Point-per-instance localization data:
------------------------------------------------------------------------

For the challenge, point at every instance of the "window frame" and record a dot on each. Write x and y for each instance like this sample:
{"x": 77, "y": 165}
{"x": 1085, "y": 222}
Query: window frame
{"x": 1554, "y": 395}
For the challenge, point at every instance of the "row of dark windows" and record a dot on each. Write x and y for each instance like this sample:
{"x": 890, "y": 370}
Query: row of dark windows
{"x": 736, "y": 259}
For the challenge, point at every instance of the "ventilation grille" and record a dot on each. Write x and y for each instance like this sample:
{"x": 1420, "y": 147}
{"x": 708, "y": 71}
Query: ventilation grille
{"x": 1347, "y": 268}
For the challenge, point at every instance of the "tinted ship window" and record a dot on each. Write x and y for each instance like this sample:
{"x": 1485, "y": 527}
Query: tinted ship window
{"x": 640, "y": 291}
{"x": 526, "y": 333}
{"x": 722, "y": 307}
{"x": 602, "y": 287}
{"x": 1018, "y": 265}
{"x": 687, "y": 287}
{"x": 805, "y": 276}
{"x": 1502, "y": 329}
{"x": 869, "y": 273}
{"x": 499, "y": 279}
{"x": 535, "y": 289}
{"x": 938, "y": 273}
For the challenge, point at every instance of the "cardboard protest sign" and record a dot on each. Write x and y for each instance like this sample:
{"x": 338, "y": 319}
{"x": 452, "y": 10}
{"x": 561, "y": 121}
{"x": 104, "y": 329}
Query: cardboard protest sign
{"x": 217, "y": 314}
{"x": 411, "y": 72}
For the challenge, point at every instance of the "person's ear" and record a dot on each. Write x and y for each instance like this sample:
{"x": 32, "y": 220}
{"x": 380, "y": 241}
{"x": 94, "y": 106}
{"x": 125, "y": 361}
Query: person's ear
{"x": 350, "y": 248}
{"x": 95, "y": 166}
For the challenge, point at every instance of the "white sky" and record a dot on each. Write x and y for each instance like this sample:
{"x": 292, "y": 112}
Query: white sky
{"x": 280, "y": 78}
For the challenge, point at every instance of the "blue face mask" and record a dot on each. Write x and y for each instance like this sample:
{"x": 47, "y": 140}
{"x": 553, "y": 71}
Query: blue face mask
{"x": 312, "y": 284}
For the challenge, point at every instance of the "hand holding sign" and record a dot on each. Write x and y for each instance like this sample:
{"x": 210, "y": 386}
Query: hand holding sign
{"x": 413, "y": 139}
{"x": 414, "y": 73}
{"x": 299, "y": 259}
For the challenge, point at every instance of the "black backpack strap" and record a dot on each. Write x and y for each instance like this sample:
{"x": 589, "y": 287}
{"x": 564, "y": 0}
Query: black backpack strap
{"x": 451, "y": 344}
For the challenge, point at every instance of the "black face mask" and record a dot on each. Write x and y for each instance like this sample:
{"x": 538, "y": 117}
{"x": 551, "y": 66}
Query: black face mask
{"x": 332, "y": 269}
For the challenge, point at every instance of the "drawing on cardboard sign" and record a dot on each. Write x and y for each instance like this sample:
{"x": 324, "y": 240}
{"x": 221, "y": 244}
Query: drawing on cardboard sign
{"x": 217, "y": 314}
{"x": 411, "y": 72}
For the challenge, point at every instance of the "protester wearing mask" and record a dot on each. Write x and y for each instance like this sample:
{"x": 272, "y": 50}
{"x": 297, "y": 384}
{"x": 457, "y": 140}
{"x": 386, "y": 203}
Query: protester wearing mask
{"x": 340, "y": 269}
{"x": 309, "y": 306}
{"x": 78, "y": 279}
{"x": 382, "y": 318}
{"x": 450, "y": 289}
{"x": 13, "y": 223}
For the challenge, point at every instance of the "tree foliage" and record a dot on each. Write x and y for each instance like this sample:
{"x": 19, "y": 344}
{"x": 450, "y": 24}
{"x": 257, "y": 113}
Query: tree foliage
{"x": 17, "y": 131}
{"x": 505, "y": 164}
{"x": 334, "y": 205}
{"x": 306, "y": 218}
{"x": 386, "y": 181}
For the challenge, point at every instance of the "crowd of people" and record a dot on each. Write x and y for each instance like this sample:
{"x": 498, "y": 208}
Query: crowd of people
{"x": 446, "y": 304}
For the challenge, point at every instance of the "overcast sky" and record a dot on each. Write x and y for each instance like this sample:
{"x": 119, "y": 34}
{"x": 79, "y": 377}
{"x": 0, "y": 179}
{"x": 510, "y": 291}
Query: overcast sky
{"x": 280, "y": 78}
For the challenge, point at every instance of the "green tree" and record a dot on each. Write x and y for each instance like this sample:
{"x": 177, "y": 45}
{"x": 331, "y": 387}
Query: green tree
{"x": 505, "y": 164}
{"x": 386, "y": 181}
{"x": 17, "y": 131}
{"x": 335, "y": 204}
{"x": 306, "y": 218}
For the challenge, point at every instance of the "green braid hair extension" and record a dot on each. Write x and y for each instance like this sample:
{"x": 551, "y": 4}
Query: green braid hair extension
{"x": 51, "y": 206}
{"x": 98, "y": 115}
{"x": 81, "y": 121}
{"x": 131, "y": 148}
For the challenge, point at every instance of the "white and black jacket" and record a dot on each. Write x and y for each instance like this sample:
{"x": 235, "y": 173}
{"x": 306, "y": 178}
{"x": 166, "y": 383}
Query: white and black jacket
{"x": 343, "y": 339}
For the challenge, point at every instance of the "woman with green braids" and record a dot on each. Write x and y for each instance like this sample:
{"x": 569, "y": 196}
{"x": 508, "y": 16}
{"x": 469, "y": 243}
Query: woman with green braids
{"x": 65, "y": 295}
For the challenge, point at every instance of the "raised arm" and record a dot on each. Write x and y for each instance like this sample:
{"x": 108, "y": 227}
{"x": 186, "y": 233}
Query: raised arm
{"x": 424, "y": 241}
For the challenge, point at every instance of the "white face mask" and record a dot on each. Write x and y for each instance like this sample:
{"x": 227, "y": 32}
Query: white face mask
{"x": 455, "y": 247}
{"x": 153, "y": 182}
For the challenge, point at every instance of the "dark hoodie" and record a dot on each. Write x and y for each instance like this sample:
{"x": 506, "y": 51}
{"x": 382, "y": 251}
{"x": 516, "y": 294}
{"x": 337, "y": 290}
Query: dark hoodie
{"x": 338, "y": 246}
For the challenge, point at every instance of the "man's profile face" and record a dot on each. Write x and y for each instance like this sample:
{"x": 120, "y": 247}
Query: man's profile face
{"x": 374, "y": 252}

------------------------------------------------------------------------

DIRECTIONS FOR THIS TASK: Every entry must be set down exactly, with nothing left out.

PROBLEM SOLUTION:
For the challenge, point at every instance of the "window frame" and record a dot on each. Write x and y for each instance like this sample:
{"x": 77, "y": 165}
{"x": 1085, "y": 222}
Query: window frame
{"x": 1554, "y": 395}
For the challenge, point at every instance of the "row of dark windows" and record a dot on each. Write x and y for each instance like this sample:
{"x": 890, "y": 370}
Query: row of dark windows
{"x": 736, "y": 259}
For the challenge, point at every instance of the "ventilation grille" and record a dot on each. Write x and y for each instance like this sample:
{"x": 1420, "y": 147}
{"x": 708, "y": 71}
Query: ventilation grille
{"x": 1347, "y": 268}
For the challenge, point at every instance of the "tinted ship window" and record a dot on each. Write x and y for each instance like this sample:
{"x": 1485, "y": 527}
Query: tinted ship window
{"x": 640, "y": 291}
{"x": 526, "y": 333}
{"x": 722, "y": 307}
{"x": 602, "y": 287}
{"x": 1018, "y": 265}
{"x": 687, "y": 287}
{"x": 805, "y": 276}
{"x": 1502, "y": 329}
{"x": 869, "y": 273}
{"x": 499, "y": 279}
{"x": 535, "y": 289}
{"x": 938, "y": 273}
For the challenge, point at every instance of the "cardboard protest sign" and record a dot on each. Write x and y for each instance like this sample:
{"x": 338, "y": 319}
{"x": 452, "y": 10}
{"x": 561, "y": 121}
{"x": 104, "y": 329}
Query: cardboard protest sign
{"x": 217, "y": 314}
{"x": 411, "y": 72}
For the challenge, point at every instance of the "person's ear" and record a dot on each. Write x and y for each instance like this sample:
{"x": 32, "y": 220}
{"x": 380, "y": 241}
{"x": 94, "y": 106}
{"x": 125, "y": 361}
Query: person's ear
{"x": 350, "y": 248}
{"x": 95, "y": 166}
For the challenge, point at every instance of the "white sky" and record a dot on each. Write x and y for each instance like this sample:
{"x": 292, "y": 112}
Query: white sky
{"x": 280, "y": 78}
For the challenge, point at every instance of the "blue face mask" and record a dot on each. Write x and y for each instance like this sample:
{"x": 47, "y": 140}
{"x": 553, "y": 71}
Query: blue face mask
{"x": 312, "y": 284}
For the challenge, point at every instance of the "hand holding sign" and record a dot on each. Write x and y for each instance like this sample:
{"x": 210, "y": 386}
Query: hand holding sign
{"x": 413, "y": 139}
{"x": 414, "y": 73}
{"x": 299, "y": 259}
For the challenge, point at every instance of the "black backpack strap" and record a dot on each. Write x and y for each instance like this sample:
{"x": 589, "y": 287}
{"x": 564, "y": 0}
Query: black backpack strap
{"x": 451, "y": 344}
For the challenge, point at every instance of the "black face mask" and record a dot on each. Write x and y for each instance like this sample:
{"x": 538, "y": 117}
{"x": 551, "y": 66}
Query: black face mask
{"x": 332, "y": 269}
For the challenge, point at every instance of the "drawing on cardboard sign" and record a dot on each. Write x and y for each instance like this sample:
{"x": 324, "y": 240}
{"x": 221, "y": 244}
Query: drawing on cardboard sign
{"x": 217, "y": 314}
{"x": 411, "y": 72}
For the challenge, point at every instance of the "protester wearing mask" and record a dot on each. Write x and y for each instance like this sample:
{"x": 272, "y": 50}
{"x": 297, "y": 384}
{"x": 457, "y": 140}
{"x": 386, "y": 203}
Query: protester wearing mask
{"x": 340, "y": 269}
{"x": 309, "y": 306}
{"x": 78, "y": 279}
{"x": 382, "y": 318}
{"x": 450, "y": 289}
{"x": 13, "y": 223}
For the challenge, point at every instance of the "tree foliage" and record a dot on each. Write x and y for each instance like this sample:
{"x": 19, "y": 344}
{"x": 450, "y": 24}
{"x": 257, "y": 113}
Query: tree foliage
{"x": 17, "y": 131}
{"x": 505, "y": 164}
{"x": 334, "y": 205}
{"x": 306, "y": 218}
{"x": 386, "y": 181}
For the challenge, point at every instance of the "crowd of people" and record a dot on each. Write x and y for each instance like this sample:
{"x": 498, "y": 208}
Query: crowd of people
{"x": 446, "y": 304}
For the challenge, point at every instance of the "overcast sky" and record a dot on each. Write x and y for each instance like this sample:
{"x": 119, "y": 34}
{"x": 79, "y": 377}
{"x": 0, "y": 179}
{"x": 510, "y": 291}
Query: overcast sky
{"x": 280, "y": 78}
For the challenge, point at every instance of the "green tree" and record a dot on each. Write x and y for each instance like this sample:
{"x": 177, "y": 45}
{"x": 331, "y": 387}
Query: green tree
{"x": 505, "y": 164}
{"x": 386, "y": 181}
{"x": 17, "y": 131}
{"x": 335, "y": 204}
{"x": 306, "y": 218}
For the challenge, point at every instance of the "green braid hair extension" and record a dot on each. Write x and y for each instance like this sample:
{"x": 551, "y": 4}
Query: green braid hair extension
{"x": 51, "y": 206}
{"x": 98, "y": 115}
{"x": 81, "y": 121}
{"x": 131, "y": 148}
For the challenge, point at every instance of the "white and black jacket" and record a dot on each. Write x and y for each instance like this sample:
{"x": 235, "y": 173}
{"x": 306, "y": 178}
{"x": 166, "y": 383}
Query: white and black jacket
{"x": 343, "y": 339}
For the challenge, point at every instance of the "woman with green braids" and record a dot on each. Write x and y for each instance like this sample:
{"x": 569, "y": 196}
{"x": 508, "y": 16}
{"x": 469, "y": 243}
Query: woman with green braids
{"x": 65, "y": 295}
For the challenge, point at every instance of the "raised arm" and record a dot on each. Write x and y for each instance like this sample:
{"x": 108, "y": 227}
{"x": 186, "y": 233}
Query: raised arm
{"x": 424, "y": 241}
For the challenge, point at every instance of the "white face mask" and record a dot on each. Write x and y for each instance like this sample:
{"x": 227, "y": 32}
Query: white face mask
{"x": 455, "y": 247}
{"x": 153, "y": 182}
For the challenge, point at every instance of the "dark hoodie" and record a dot on each. Write x and y for each instance like this sample:
{"x": 506, "y": 51}
{"x": 382, "y": 251}
{"x": 516, "y": 294}
{"x": 337, "y": 290}
Query: dark hoodie
{"x": 338, "y": 246}
For the challenge, point at every instance of the "man's profile face" and record a dot on each. Write x and y for each instance like this sample:
{"x": 120, "y": 247}
Query: man's profile face
{"x": 374, "y": 252}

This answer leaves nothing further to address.